Labeled shape records:
- - - - - - -
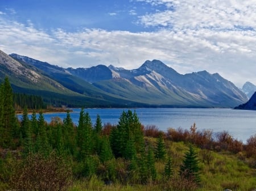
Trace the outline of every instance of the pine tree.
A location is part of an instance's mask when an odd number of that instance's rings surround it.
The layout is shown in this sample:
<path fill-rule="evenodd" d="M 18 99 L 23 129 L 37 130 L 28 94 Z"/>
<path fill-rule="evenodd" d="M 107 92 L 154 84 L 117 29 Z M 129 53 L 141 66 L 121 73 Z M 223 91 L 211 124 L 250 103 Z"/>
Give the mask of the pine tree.
<path fill-rule="evenodd" d="M 63 155 L 65 152 L 65 148 L 63 141 L 63 136 L 62 133 L 62 125 L 60 124 L 56 124 L 57 134 L 56 137 L 56 145 L 57 154 L 60 155 Z"/>
<path fill-rule="evenodd" d="M 32 113 L 31 119 L 31 125 L 32 133 L 34 134 L 35 135 L 38 134 L 39 130 L 38 130 L 38 119 L 36 117 L 36 113 L 35 110 L 34 110 L 33 112 Z"/>
<path fill-rule="evenodd" d="M 148 146 L 147 155 L 147 165 L 148 169 L 148 179 L 151 180 L 155 180 L 156 178 L 156 170 L 155 166 L 155 159 L 152 147 Z"/>
<path fill-rule="evenodd" d="M 114 158 L 110 147 L 110 143 L 109 138 L 107 137 L 104 137 L 102 139 L 101 149 L 99 156 L 101 162 L 104 164 Z"/>
<path fill-rule="evenodd" d="M 132 156 L 129 157 L 129 154 L 127 152 L 133 153 L 131 152 L 133 145 L 137 154 L 144 150 L 141 124 L 135 112 L 133 113 L 129 110 L 127 112 L 122 112 L 116 129 L 112 131 L 110 138 L 112 149 L 116 158 L 125 157 L 131 159 Z M 130 148 L 126 148 L 127 147 Z"/>
<path fill-rule="evenodd" d="M 76 150 L 75 133 L 74 124 L 69 111 L 67 111 L 66 117 L 63 120 L 63 137 L 65 148 L 72 155 Z"/>
<path fill-rule="evenodd" d="M 97 134 L 100 134 L 101 133 L 102 129 L 102 125 L 101 122 L 101 117 L 98 114 L 97 115 L 96 122 L 95 123 L 93 130 Z"/>
<path fill-rule="evenodd" d="M 185 158 L 180 167 L 180 173 L 186 179 L 192 179 L 197 184 L 199 184 L 200 177 L 199 160 L 192 145 L 189 145 L 189 150 L 185 153 Z"/>
<path fill-rule="evenodd" d="M 44 117 L 42 111 L 39 112 L 38 121 L 38 134 L 36 135 L 36 151 L 45 156 L 49 155 L 51 151 L 51 146 L 46 130 Z"/>
<path fill-rule="evenodd" d="M 5 77 L 1 89 L 3 146 L 8 147 L 14 144 L 13 138 L 19 138 L 19 129 L 14 108 L 13 90 L 7 77 Z"/>
<path fill-rule="evenodd" d="M 27 108 L 25 107 L 23 109 L 21 118 L 21 128 L 20 130 L 23 138 L 26 138 L 27 137 L 27 133 L 28 132 L 28 128 L 30 128 L 30 120 L 27 114 Z"/>
<path fill-rule="evenodd" d="M 82 108 L 79 117 L 77 137 L 77 146 L 80 148 L 79 158 L 80 159 L 92 154 L 94 146 L 92 144 L 92 124 L 89 113 L 85 113 Z"/>
<path fill-rule="evenodd" d="M 170 179 L 174 175 L 174 165 L 172 164 L 171 155 L 168 156 L 167 162 L 164 166 L 164 175 L 168 179 Z"/>
<path fill-rule="evenodd" d="M 0 146 L 3 146 L 3 86 L 0 84 Z"/>
<path fill-rule="evenodd" d="M 96 122 L 93 128 L 93 139 L 94 142 L 94 152 L 98 154 L 101 150 L 101 130 L 102 125 L 101 119 L 99 114 L 97 115 Z"/>
<path fill-rule="evenodd" d="M 162 135 L 159 135 L 156 141 L 156 148 L 155 150 L 155 156 L 158 160 L 164 160 L 166 155 L 166 145 Z"/>
<path fill-rule="evenodd" d="M 24 142 L 24 156 L 31 155 L 34 152 L 34 146 L 33 139 L 32 138 L 32 132 L 30 126 L 28 126 L 26 132 L 26 138 Z"/>

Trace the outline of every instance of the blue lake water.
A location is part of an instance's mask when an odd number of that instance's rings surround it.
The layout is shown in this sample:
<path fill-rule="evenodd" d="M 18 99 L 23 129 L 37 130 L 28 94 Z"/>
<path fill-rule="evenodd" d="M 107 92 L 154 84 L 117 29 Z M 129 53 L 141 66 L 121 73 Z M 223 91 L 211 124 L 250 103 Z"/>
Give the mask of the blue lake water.
<path fill-rule="evenodd" d="M 78 123 L 80 109 L 72 109 L 71 113 L 73 122 Z M 201 108 L 137 108 L 141 122 L 144 125 L 154 125 L 159 130 L 166 131 L 169 128 L 189 129 L 194 122 L 199 130 L 209 129 L 214 133 L 228 131 L 234 138 L 246 142 L 256 134 L 256 111 L 232 109 Z M 110 122 L 117 124 L 122 112 L 128 109 L 85 109 L 94 124 L 97 114 L 100 114 L 102 124 Z M 46 121 L 59 117 L 62 120 L 65 113 L 44 113 Z M 20 116 L 19 116 L 19 117 Z"/>

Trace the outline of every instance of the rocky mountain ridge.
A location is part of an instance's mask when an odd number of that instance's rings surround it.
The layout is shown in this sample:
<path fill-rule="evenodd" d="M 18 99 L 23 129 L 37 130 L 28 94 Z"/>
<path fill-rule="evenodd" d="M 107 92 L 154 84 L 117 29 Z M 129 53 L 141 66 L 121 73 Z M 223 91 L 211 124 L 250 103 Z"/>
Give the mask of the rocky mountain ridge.
<path fill-rule="evenodd" d="M 233 107 L 247 100 L 244 93 L 218 74 L 202 71 L 183 75 L 156 60 L 133 70 L 102 65 L 64 69 L 15 54 L 10 56 L 83 95 L 90 92 L 93 96 L 108 95 L 148 107 Z M 82 86 L 86 83 L 86 87 Z"/>

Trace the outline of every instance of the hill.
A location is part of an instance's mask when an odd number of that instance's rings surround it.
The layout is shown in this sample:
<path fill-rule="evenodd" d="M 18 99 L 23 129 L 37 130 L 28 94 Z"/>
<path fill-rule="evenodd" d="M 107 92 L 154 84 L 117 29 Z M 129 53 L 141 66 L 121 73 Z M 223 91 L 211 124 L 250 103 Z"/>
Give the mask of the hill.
- - - - - - -
- _Work required_
Please rewrite every line of the records above as a Markdown table with the columns "Row" and "Line", numbering each row and skipping blank lines. Leave the pictures out of the answer.

- _Output_
| Row | Line |
|---|---|
| 1 | Trace the outline of every instance of the pine tree. |
| 2 | A location is part of an instance's mask when an odd number of that instance's rings surround it. |
| 3 | The layout is shown in this sample: |
| 4 | <path fill-rule="evenodd" d="M 18 99 L 23 129 L 37 130 L 28 94 Z"/> |
| 5 | <path fill-rule="evenodd" d="M 107 92 L 154 84 L 117 29 Z M 129 53 L 141 66 L 121 73 Z M 223 91 L 211 124 L 250 103 Z"/> |
| 6 | Give the mask of the pine tree. |
| 7 | <path fill-rule="evenodd" d="M 63 155 L 65 152 L 65 148 L 63 141 L 63 136 L 62 133 L 62 125 L 60 124 L 56 124 L 57 134 L 56 137 L 56 145 L 57 154 L 60 155 Z"/> |
| 8 | <path fill-rule="evenodd" d="M 32 113 L 31 119 L 31 125 L 32 133 L 34 134 L 35 135 L 38 134 L 39 130 L 38 130 L 38 119 L 36 117 L 36 113 L 35 110 L 34 110 L 33 112 Z"/> |
| 9 | <path fill-rule="evenodd" d="M 148 146 L 147 155 L 147 165 L 148 169 L 148 179 L 151 180 L 155 180 L 156 178 L 156 170 L 155 166 L 155 159 L 152 147 Z"/> |
| 10 | <path fill-rule="evenodd" d="M 114 158 L 110 147 L 110 143 L 109 138 L 107 137 L 104 137 L 102 139 L 101 149 L 99 156 L 101 162 L 104 164 Z"/> |
| 11 | <path fill-rule="evenodd" d="M 132 156 L 129 157 L 129 154 L 127 152 L 133 153 L 131 152 L 133 145 L 137 154 L 144 150 L 141 124 L 135 112 L 133 113 L 129 110 L 127 112 L 122 112 L 116 129 L 112 131 L 110 138 L 112 149 L 116 158 L 125 157 L 131 159 Z M 130 148 L 126 148 L 127 147 Z"/> |
| 12 | <path fill-rule="evenodd" d="M 76 150 L 75 133 L 74 124 L 69 111 L 67 111 L 66 117 L 63 120 L 63 137 L 65 148 L 72 155 Z"/> |
| 13 | <path fill-rule="evenodd" d="M 97 134 L 100 134 L 101 133 L 102 129 L 102 125 L 101 122 L 101 117 L 98 114 L 97 115 L 96 122 L 95 123 L 93 130 Z"/> |
| 14 | <path fill-rule="evenodd" d="M 185 158 L 180 167 L 180 173 L 186 179 L 192 179 L 197 184 L 199 184 L 200 177 L 199 160 L 192 145 L 189 145 L 189 150 L 185 153 Z"/> |
| 15 | <path fill-rule="evenodd" d="M 44 117 L 42 111 L 39 112 L 38 121 L 38 134 L 36 135 L 36 151 L 45 156 L 49 155 L 51 151 L 51 146 L 46 130 Z"/> |
| 16 | <path fill-rule="evenodd" d="M 5 77 L 1 89 L 3 146 L 8 147 L 14 144 L 13 138 L 19 138 L 19 129 L 14 108 L 13 90 L 7 77 Z"/> |
| 17 | <path fill-rule="evenodd" d="M 27 108 L 25 107 L 23 109 L 21 118 L 21 128 L 20 130 L 23 138 L 26 138 L 27 137 L 27 133 L 28 132 L 28 128 L 30 128 L 30 120 L 27 114 Z"/> |
| 18 | <path fill-rule="evenodd" d="M 82 108 L 79 117 L 77 137 L 77 146 L 80 148 L 79 158 L 80 159 L 92 154 L 94 146 L 92 144 L 92 124 L 89 113 L 85 113 Z"/> |
| 19 | <path fill-rule="evenodd" d="M 170 179 L 174 175 L 174 165 L 172 164 L 171 155 L 168 156 L 167 162 L 164 166 L 164 175 L 168 179 Z"/> |
| 20 | <path fill-rule="evenodd" d="M 0 146 L 3 146 L 3 86 L 0 84 Z"/> |
| 21 | <path fill-rule="evenodd" d="M 96 122 L 93 128 L 93 139 L 94 142 L 94 152 L 98 154 L 101 150 L 101 130 L 102 125 L 101 119 L 99 114 L 97 115 Z"/> |
| 22 | <path fill-rule="evenodd" d="M 162 135 L 159 135 L 156 141 L 156 148 L 155 150 L 155 156 L 158 160 L 164 160 L 166 155 L 166 145 Z"/> |
| 23 | <path fill-rule="evenodd" d="M 24 142 L 24 156 L 31 155 L 34 152 L 34 146 L 33 139 L 32 138 L 32 132 L 30 126 L 28 126 L 26 132 L 26 138 Z"/> |
| 24 | Trace the outline of every instance of the blue lake water. |
| 25 | A location is part of an instance's mask when an odd number of that instance's rings surround it. |
| 26 | The layout is shown in this sample: |
| 27 | <path fill-rule="evenodd" d="M 18 99 L 23 129 L 37 130 L 28 94 Z"/> |
| 28 | <path fill-rule="evenodd" d="M 107 92 L 154 84 L 117 29 Z M 129 53 L 141 66 L 121 73 Z M 223 91 L 211 124 L 250 103 Z"/> |
| 29 | Give the mask of the blue lake water. |
| 30 | <path fill-rule="evenodd" d="M 78 123 L 80 109 L 72 109 L 71 113 L 73 122 Z M 201 108 L 137 108 L 141 122 L 144 125 L 154 125 L 159 130 L 166 131 L 169 128 L 189 129 L 194 122 L 199 130 L 209 129 L 214 133 L 228 131 L 234 138 L 246 142 L 256 134 L 256 111 L 232 109 Z M 110 122 L 117 124 L 122 112 L 128 109 L 85 109 L 94 124 L 97 114 L 100 114 L 102 124 Z M 46 121 L 59 117 L 62 120 L 65 113 L 44 113 Z M 20 116 L 19 116 L 19 117 Z"/> |
| 31 | Trace the outline of every instance of the rocky mountain ridge. |
| 32 | A location is part of an instance's mask when an odd number of that instance's rings surround it. |
| 33 | The layout is shown in this sample: |
| 34 | <path fill-rule="evenodd" d="M 18 99 L 23 129 L 37 130 L 28 94 Z"/> |
| 35 | <path fill-rule="evenodd" d="M 107 92 L 154 84 L 117 29 Z M 129 53 L 141 66 L 121 73 Z M 223 91 L 211 124 L 250 103 Z"/> |
| 36 | Give the mask of the rocky mountain ridge. |
| 37 | <path fill-rule="evenodd" d="M 233 107 L 247 100 L 244 93 L 218 74 L 202 71 L 183 75 L 156 60 L 133 70 L 102 65 L 64 69 L 15 54 L 10 56 L 83 95 L 90 92 L 93 96 L 108 95 L 148 107 Z M 82 86 L 86 83 L 86 87 Z"/> |
| 38 | Trace the outline of every instance of the hill. |
| 39 | A location is part of an instance's mask when an odd number of that instance's rings surround it. |
| 40 | The layout is shown in this sample: |
| 41 | <path fill-rule="evenodd" d="M 18 99 L 23 129 L 37 130 L 28 94 Z"/> |
| 42 | <path fill-rule="evenodd" d="M 107 92 L 154 84 L 117 29 Z M 129 53 L 141 66 L 121 73 Z M 223 91 L 211 124 L 250 103 Z"/> |
| 43 | Give the mask of the hill. |